[Records provided start]

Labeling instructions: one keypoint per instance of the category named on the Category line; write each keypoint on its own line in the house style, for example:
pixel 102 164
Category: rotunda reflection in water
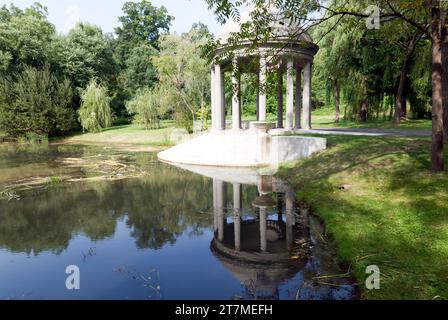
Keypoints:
pixel 265 247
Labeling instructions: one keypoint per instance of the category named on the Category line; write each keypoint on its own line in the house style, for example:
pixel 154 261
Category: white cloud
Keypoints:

[Records provided end]

**Task prompt:** Copy every line of the records above word for word, leaving the pictures out of your answer.

**In response:**
Labeling instructions: one keypoint per instance of the category named on the Category line; write each keypoint on its own line in the house style, for example:
pixel 102 164
Category: rotunda reflection in water
Keypoints:
pixel 265 247
Labeling instructions: one keypoint per instance of the category named on the Category line; write each keypoint on its own line in the house style, for example:
pixel 154 261
Category: white cloud
Keypoints:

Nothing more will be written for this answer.